▶ DATA FOR THIS EXERCISE:
◆ ◆ ◆ ◆

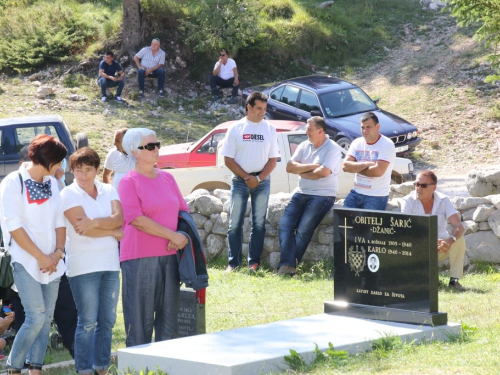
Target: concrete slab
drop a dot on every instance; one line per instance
(260, 349)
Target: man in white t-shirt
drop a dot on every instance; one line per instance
(425, 200)
(117, 161)
(371, 157)
(150, 62)
(250, 151)
(225, 74)
(317, 162)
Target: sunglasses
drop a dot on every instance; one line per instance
(150, 146)
(423, 186)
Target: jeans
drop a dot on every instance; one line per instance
(356, 200)
(158, 73)
(239, 197)
(39, 301)
(150, 297)
(218, 81)
(301, 217)
(105, 83)
(96, 296)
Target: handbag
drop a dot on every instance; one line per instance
(6, 275)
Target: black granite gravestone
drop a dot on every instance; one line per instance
(385, 267)
(191, 317)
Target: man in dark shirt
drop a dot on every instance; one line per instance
(108, 69)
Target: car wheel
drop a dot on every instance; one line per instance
(81, 140)
(344, 143)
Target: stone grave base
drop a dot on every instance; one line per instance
(260, 349)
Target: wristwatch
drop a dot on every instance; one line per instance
(60, 250)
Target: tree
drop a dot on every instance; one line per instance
(486, 14)
(131, 27)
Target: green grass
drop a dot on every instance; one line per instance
(241, 299)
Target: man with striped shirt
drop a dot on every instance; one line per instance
(150, 61)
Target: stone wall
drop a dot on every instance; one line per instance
(480, 216)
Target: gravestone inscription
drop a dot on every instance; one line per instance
(385, 263)
(191, 316)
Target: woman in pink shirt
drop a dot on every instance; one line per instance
(151, 202)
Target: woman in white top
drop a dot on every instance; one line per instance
(93, 218)
(34, 231)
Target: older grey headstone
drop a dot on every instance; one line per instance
(191, 317)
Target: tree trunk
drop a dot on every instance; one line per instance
(131, 28)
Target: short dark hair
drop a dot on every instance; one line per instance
(369, 115)
(46, 151)
(84, 156)
(428, 172)
(256, 95)
(319, 122)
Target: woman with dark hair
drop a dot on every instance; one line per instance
(93, 220)
(34, 232)
(151, 203)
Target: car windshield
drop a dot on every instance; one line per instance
(346, 102)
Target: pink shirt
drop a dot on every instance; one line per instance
(158, 199)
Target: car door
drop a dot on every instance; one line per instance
(205, 155)
(282, 102)
(308, 101)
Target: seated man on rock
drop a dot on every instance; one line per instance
(317, 162)
(108, 68)
(225, 74)
(425, 200)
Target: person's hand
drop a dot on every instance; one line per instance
(48, 263)
(118, 234)
(252, 182)
(443, 246)
(177, 242)
(84, 225)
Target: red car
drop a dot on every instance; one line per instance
(202, 153)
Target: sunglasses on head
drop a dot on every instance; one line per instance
(150, 146)
(423, 186)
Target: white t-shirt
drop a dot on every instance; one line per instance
(442, 208)
(382, 149)
(329, 156)
(38, 220)
(226, 71)
(251, 144)
(88, 254)
(119, 163)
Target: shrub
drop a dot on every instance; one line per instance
(40, 34)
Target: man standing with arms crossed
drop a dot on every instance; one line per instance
(371, 158)
(317, 162)
(250, 151)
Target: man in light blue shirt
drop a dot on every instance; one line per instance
(317, 162)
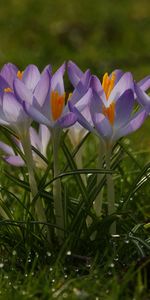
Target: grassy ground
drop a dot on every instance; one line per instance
(101, 36)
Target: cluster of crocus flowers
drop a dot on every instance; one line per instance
(105, 108)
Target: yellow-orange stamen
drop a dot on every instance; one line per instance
(57, 104)
(8, 90)
(108, 83)
(20, 74)
(109, 112)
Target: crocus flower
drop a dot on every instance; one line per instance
(142, 98)
(111, 107)
(39, 140)
(33, 87)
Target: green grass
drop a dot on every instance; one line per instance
(102, 36)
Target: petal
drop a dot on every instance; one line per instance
(12, 109)
(96, 86)
(57, 82)
(125, 83)
(135, 122)
(35, 141)
(142, 98)
(123, 109)
(15, 160)
(81, 88)
(84, 101)
(3, 83)
(68, 120)
(74, 73)
(7, 149)
(30, 77)
(80, 118)
(9, 73)
(36, 115)
(118, 75)
(102, 125)
(21, 91)
(48, 69)
(144, 84)
(42, 88)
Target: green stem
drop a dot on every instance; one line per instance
(79, 163)
(110, 190)
(58, 205)
(99, 199)
(26, 143)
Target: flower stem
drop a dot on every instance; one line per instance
(99, 199)
(26, 143)
(110, 190)
(58, 205)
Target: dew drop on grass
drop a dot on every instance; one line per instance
(1, 265)
(115, 235)
(65, 295)
(112, 265)
(14, 253)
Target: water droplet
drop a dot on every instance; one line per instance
(115, 235)
(24, 293)
(15, 287)
(65, 295)
(109, 273)
(116, 258)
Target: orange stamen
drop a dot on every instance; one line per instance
(108, 83)
(8, 90)
(20, 74)
(109, 112)
(57, 104)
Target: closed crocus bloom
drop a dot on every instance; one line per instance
(142, 97)
(29, 87)
(111, 107)
(53, 111)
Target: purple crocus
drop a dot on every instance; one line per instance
(142, 97)
(54, 111)
(33, 87)
(38, 139)
(111, 107)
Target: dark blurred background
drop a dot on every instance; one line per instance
(100, 35)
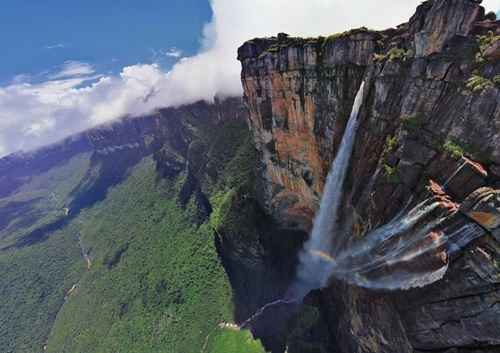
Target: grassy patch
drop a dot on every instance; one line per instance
(232, 341)
(166, 290)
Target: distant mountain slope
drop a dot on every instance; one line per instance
(107, 239)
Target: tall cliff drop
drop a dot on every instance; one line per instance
(431, 112)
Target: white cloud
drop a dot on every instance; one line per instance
(73, 69)
(32, 115)
(55, 46)
(174, 53)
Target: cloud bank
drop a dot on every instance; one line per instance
(76, 98)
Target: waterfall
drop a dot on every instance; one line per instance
(311, 273)
(412, 250)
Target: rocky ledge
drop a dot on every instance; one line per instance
(431, 111)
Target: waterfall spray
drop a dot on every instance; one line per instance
(412, 250)
(313, 262)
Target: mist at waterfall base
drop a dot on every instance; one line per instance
(412, 250)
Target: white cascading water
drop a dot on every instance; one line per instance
(384, 258)
(312, 273)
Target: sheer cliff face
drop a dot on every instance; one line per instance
(432, 97)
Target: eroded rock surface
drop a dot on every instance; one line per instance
(422, 113)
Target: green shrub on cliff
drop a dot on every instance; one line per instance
(391, 174)
(395, 54)
(484, 42)
(478, 83)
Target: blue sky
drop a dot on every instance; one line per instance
(40, 35)
(67, 66)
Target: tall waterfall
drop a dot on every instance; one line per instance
(412, 250)
(312, 272)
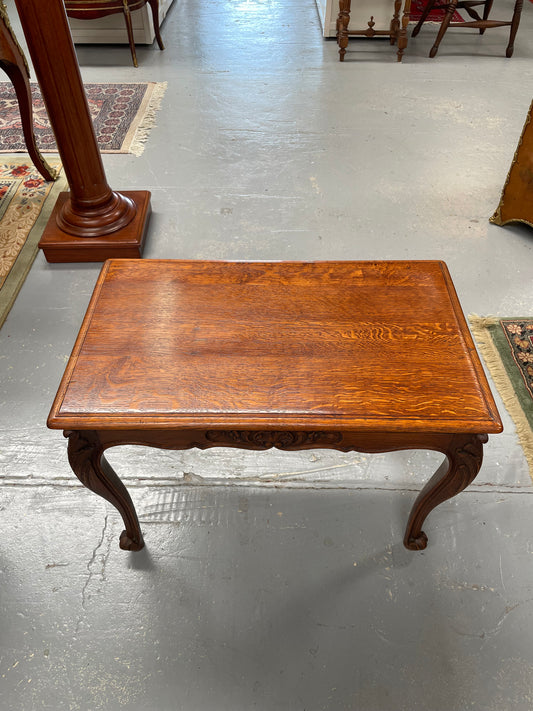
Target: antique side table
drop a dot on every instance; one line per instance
(366, 356)
(397, 32)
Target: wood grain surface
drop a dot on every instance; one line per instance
(364, 346)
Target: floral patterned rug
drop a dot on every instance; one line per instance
(417, 6)
(26, 201)
(122, 114)
(506, 345)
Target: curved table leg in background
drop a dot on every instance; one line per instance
(343, 20)
(464, 456)
(85, 454)
(154, 6)
(13, 62)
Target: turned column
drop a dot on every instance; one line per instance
(92, 222)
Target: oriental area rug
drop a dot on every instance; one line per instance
(506, 345)
(122, 115)
(417, 6)
(26, 201)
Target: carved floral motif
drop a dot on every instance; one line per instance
(269, 439)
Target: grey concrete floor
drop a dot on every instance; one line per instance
(276, 580)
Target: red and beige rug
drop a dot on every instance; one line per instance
(26, 201)
(417, 7)
(506, 345)
(122, 114)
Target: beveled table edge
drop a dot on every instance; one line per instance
(253, 421)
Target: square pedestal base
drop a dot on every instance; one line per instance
(127, 243)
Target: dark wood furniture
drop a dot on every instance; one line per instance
(366, 356)
(397, 31)
(13, 62)
(516, 203)
(93, 9)
(482, 23)
(92, 222)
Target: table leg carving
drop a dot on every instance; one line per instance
(464, 457)
(85, 454)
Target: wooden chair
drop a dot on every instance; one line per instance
(93, 9)
(482, 23)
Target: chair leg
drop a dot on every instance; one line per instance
(129, 28)
(154, 6)
(443, 26)
(486, 12)
(514, 27)
(425, 12)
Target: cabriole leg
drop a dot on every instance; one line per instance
(464, 457)
(85, 454)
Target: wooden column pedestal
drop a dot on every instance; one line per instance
(92, 222)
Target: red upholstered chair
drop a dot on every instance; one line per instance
(482, 23)
(92, 9)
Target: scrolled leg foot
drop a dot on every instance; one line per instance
(417, 544)
(85, 454)
(128, 544)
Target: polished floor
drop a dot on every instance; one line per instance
(278, 581)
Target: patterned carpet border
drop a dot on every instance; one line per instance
(506, 345)
(434, 17)
(26, 202)
(122, 114)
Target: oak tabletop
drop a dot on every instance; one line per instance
(365, 346)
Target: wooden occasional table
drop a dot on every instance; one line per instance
(397, 31)
(94, 9)
(366, 356)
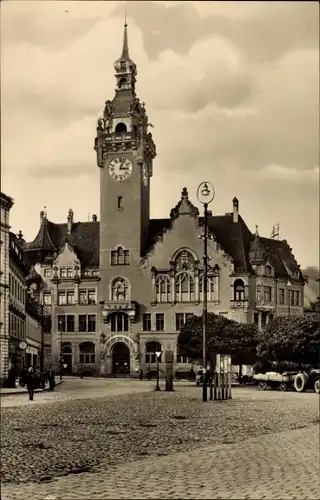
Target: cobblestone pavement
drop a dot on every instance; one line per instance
(159, 445)
(282, 465)
(76, 388)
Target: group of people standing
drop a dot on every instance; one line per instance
(32, 381)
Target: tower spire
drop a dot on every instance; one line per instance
(126, 69)
(125, 47)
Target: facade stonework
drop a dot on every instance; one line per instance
(120, 289)
(6, 204)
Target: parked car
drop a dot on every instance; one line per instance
(182, 374)
(307, 380)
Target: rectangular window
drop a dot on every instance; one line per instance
(63, 272)
(82, 323)
(87, 358)
(113, 258)
(83, 296)
(92, 299)
(70, 298)
(62, 298)
(126, 257)
(258, 293)
(159, 322)
(61, 323)
(70, 323)
(146, 322)
(281, 296)
(91, 322)
(267, 293)
(47, 298)
(120, 257)
(47, 272)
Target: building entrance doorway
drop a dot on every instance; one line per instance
(121, 359)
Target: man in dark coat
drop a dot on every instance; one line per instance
(31, 382)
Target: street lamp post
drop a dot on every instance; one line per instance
(158, 354)
(41, 306)
(205, 194)
(289, 298)
(61, 358)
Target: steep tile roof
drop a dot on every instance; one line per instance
(234, 238)
(85, 238)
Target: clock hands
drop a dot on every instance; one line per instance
(121, 165)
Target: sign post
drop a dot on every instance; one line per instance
(158, 354)
(169, 370)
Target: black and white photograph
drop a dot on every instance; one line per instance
(159, 271)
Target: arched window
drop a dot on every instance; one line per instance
(268, 270)
(238, 290)
(87, 352)
(184, 288)
(123, 82)
(121, 128)
(119, 290)
(119, 322)
(120, 257)
(66, 348)
(151, 349)
(184, 260)
(180, 357)
(163, 287)
(210, 288)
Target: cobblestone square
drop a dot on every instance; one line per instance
(119, 439)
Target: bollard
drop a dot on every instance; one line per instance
(169, 370)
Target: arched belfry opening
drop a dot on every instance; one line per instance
(121, 128)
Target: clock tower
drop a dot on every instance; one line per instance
(125, 152)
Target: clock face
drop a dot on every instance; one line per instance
(120, 168)
(145, 174)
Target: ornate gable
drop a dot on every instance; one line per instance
(67, 256)
(184, 207)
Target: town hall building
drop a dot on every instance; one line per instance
(120, 289)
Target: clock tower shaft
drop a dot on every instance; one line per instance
(125, 152)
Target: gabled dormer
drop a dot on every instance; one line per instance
(257, 251)
(67, 265)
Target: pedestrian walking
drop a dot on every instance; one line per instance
(31, 382)
(52, 382)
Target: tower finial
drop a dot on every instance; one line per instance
(125, 47)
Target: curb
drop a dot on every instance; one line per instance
(25, 391)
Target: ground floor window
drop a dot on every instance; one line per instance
(87, 352)
(151, 349)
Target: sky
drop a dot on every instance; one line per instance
(232, 89)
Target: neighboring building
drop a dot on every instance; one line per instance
(6, 204)
(121, 289)
(17, 305)
(33, 333)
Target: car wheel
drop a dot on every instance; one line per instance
(300, 382)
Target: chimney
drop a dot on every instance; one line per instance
(235, 212)
(70, 221)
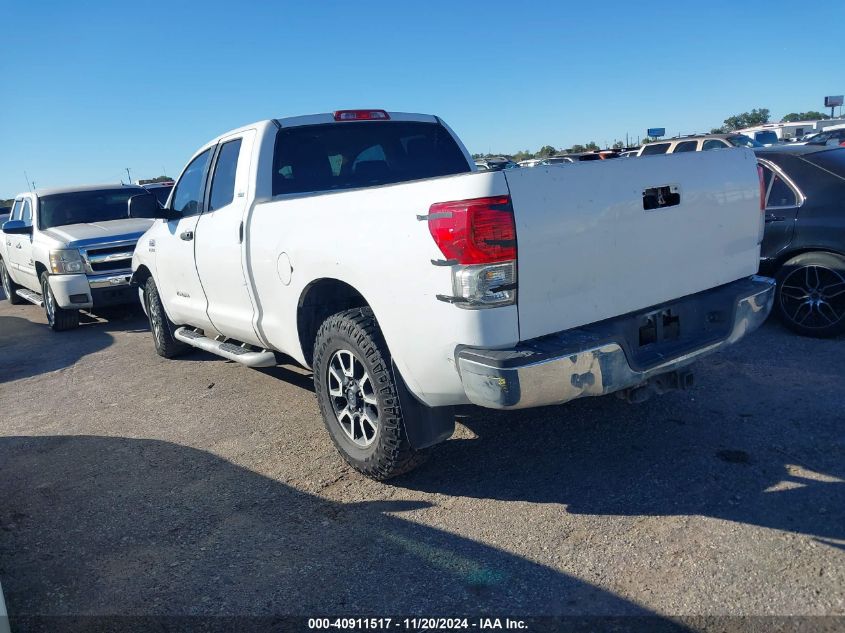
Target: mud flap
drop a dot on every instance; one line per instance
(425, 426)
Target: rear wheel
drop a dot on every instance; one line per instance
(10, 288)
(161, 326)
(59, 319)
(357, 394)
(811, 294)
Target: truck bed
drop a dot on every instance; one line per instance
(589, 250)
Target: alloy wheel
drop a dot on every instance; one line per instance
(813, 296)
(353, 398)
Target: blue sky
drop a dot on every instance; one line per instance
(92, 88)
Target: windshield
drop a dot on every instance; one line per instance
(740, 140)
(99, 205)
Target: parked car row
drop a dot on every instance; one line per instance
(370, 248)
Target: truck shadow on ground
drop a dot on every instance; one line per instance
(30, 348)
(94, 525)
(758, 450)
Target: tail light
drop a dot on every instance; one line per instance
(478, 238)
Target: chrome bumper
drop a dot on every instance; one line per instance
(599, 369)
(111, 280)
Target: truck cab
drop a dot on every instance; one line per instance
(70, 249)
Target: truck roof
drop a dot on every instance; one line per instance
(77, 188)
(317, 119)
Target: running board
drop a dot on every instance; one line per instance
(244, 355)
(29, 295)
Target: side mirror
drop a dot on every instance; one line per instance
(17, 227)
(145, 206)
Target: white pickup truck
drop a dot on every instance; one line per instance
(70, 249)
(365, 245)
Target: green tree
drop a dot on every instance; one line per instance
(811, 115)
(747, 119)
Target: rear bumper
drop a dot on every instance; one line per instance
(609, 356)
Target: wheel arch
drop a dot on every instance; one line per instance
(319, 300)
(804, 250)
(140, 276)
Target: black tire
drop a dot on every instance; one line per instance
(811, 294)
(389, 453)
(10, 288)
(161, 326)
(59, 319)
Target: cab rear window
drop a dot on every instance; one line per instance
(338, 156)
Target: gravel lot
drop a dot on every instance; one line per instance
(130, 484)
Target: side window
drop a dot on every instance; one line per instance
(659, 148)
(26, 213)
(780, 194)
(223, 181)
(686, 146)
(713, 143)
(187, 198)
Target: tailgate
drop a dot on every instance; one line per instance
(588, 250)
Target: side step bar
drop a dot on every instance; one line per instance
(240, 354)
(32, 297)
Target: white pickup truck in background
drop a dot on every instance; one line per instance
(70, 249)
(365, 246)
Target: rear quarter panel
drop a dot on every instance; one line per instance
(372, 240)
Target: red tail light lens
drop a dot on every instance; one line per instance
(361, 115)
(478, 231)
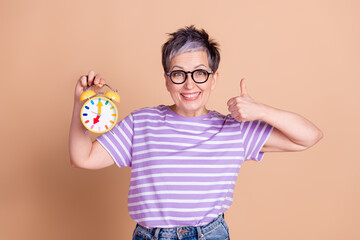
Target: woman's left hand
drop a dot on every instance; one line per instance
(243, 107)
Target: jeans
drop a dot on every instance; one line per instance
(215, 230)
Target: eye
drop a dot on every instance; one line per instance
(200, 73)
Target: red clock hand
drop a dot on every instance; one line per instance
(96, 120)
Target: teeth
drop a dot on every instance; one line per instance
(191, 95)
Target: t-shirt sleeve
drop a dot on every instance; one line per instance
(118, 142)
(255, 135)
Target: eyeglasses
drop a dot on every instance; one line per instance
(198, 75)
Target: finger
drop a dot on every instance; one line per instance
(243, 87)
(83, 81)
(102, 81)
(231, 101)
(90, 78)
(97, 80)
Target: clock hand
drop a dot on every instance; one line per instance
(99, 105)
(96, 113)
(96, 120)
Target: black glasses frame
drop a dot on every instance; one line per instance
(192, 75)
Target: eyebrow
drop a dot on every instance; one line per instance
(197, 66)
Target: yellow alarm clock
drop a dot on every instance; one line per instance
(99, 113)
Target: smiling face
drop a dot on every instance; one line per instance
(190, 98)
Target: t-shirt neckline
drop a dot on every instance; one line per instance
(177, 116)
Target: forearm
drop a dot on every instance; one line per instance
(294, 127)
(80, 143)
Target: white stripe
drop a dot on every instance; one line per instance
(157, 158)
(150, 110)
(174, 129)
(188, 144)
(163, 143)
(198, 192)
(192, 201)
(184, 175)
(170, 136)
(186, 123)
(182, 184)
(207, 166)
(158, 150)
(177, 209)
(174, 218)
(159, 128)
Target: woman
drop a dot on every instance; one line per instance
(184, 157)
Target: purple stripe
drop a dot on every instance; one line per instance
(248, 140)
(179, 205)
(180, 188)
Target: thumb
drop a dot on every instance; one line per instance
(243, 90)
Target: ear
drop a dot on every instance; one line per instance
(214, 80)
(167, 84)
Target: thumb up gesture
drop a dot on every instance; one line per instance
(243, 107)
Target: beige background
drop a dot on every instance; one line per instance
(303, 56)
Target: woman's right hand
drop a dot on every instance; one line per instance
(87, 80)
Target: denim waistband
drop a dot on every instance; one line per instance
(184, 231)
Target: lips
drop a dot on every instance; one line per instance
(190, 96)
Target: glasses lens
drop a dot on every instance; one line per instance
(178, 76)
(200, 76)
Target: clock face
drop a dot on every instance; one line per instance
(99, 114)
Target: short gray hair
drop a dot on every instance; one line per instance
(190, 39)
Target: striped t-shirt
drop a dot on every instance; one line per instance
(183, 169)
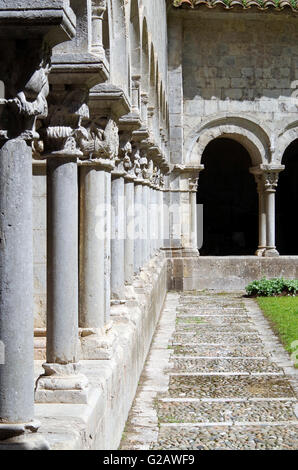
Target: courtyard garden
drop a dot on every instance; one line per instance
(278, 299)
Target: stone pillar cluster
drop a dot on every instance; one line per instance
(105, 194)
(266, 177)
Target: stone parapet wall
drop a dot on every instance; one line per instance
(227, 273)
(100, 423)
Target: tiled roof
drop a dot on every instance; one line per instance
(245, 4)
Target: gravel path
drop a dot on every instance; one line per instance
(216, 377)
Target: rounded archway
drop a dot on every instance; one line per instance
(228, 193)
(286, 202)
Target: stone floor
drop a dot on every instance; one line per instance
(216, 378)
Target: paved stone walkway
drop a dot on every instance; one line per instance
(216, 378)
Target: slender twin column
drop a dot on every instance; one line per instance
(118, 235)
(138, 242)
(270, 184)
(267, 180)
(129, 194)
(16, 290)
(193, 213)
(62, 381)
(25, 70)
(262, 216)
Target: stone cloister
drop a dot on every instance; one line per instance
(107, 111)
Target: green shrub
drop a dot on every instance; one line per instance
(272, 287)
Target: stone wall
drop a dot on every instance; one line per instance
(240, 65)
(227, 273)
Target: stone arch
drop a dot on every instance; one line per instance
(145, 57)
(152, 77)
(106, 32)
(119, 51)
(287, 194)
(2, 90)
(135, 38)
(228, 193)
(246, 132)
(288, 136)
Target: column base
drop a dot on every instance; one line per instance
(260, 251)
(21, 436)
(25, 442)
(270, 252)
(62, 383)
(98, 344)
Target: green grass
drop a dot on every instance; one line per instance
(282, 313)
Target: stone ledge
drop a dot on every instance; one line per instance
(227, 273)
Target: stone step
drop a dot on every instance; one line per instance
(219, 350)
(200, 412)
(214, 319)
(214, 337)
(210, 311)
(210, 328)
(222, 365)
(225, 437)
(229, 386)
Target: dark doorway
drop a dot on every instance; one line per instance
(229, 195)
(286, 202)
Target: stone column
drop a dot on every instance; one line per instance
(92, 240)
(118, 234)
(156, 220)
(130, 218)
(62, 381)
(16, 290)
(145, 206)
(270, 183)
(24, 69)
(145, 238)
(161, 217)
(144, 109)
(100, 149)
(262, 215)
(138, 242)
(193, 187)
(98, 10)
(97, 340)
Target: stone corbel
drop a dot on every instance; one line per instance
(21, 109)
(98, 10)
(99, 142)
(136, 157)
(136, 83)
(63, 131)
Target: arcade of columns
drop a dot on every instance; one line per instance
(100, 234)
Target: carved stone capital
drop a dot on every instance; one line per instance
(26, 89)
(63, 129)
(100, 139)
(193, 182)
(270, 179)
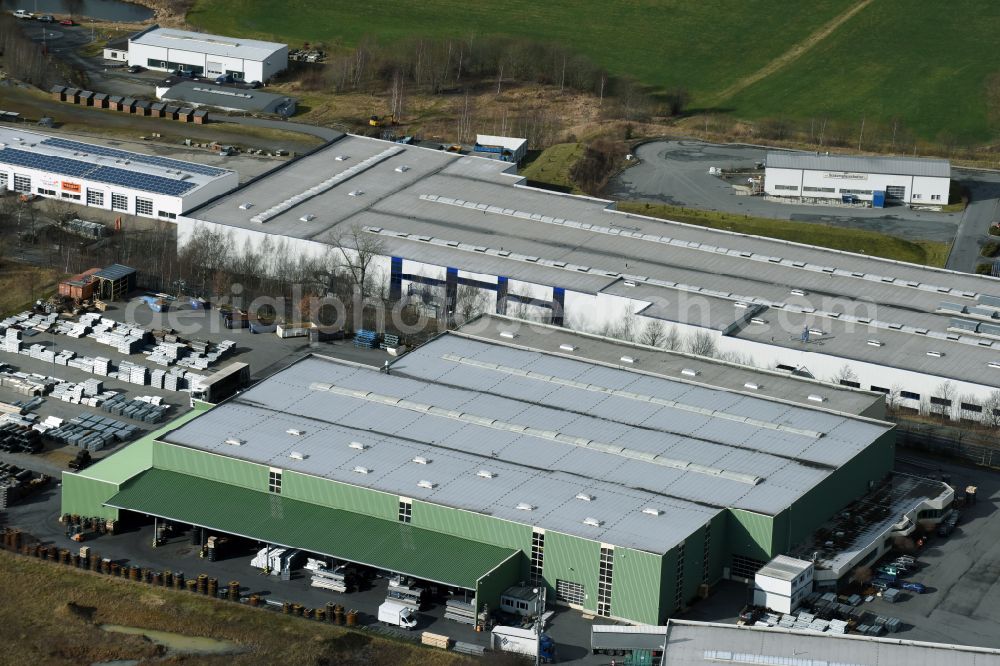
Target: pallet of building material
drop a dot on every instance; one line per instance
(435, 640)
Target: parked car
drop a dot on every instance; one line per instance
(919, 588)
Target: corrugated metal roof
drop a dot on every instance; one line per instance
(560, 426)
(900, 166)
(349, 536)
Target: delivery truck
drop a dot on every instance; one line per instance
(524, 641)
(397, 614)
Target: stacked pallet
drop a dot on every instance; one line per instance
(435, 640)
(460, 611)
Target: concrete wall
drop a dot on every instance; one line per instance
(818, 184)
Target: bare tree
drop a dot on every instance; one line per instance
(653, 333)
(358, 250)
(703, 344)
(991, 410)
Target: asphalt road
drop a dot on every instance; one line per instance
(676, 173)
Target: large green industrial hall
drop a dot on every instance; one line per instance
(479, 464)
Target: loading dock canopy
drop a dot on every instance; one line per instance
(278, 520)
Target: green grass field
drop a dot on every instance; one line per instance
(850, 240)
(927, 64)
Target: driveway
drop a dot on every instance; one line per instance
(676, 173)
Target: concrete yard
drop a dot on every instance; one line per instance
(676, 173)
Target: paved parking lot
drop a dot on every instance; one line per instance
(676, 173)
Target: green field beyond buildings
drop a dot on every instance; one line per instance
(925, 68)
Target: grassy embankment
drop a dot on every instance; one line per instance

◆ ◆ ◆ ◆

▶ TASK TO CARRY OUT: Each line from the one containing "Target: loading dock canopy" to the end of the listing above should be copied exactly, and nothing else.

▶ RESULT OF THE EXERCISE:
Target: loading dock canopy
drop a dot on every instance; one line per instance
(278, 520)
Target: green grass field
drop a dot on every instance; one line per instance
(850, 240)
(927, 64)
Target: driveway
drop a dot on every instance; one line per instance
(676, 173)
Target: concrete yard
drop a dot on every instance; one line per instance
(676, 173)
Target: paved parking lot
drop a dot on every instance; one line per instance
(676, 173)
Target: green field beyond buildings
drop a dot on every instance; one line per instance
(925, 68)
Target: grassy embankment
drop a dot on every instance; one line per instance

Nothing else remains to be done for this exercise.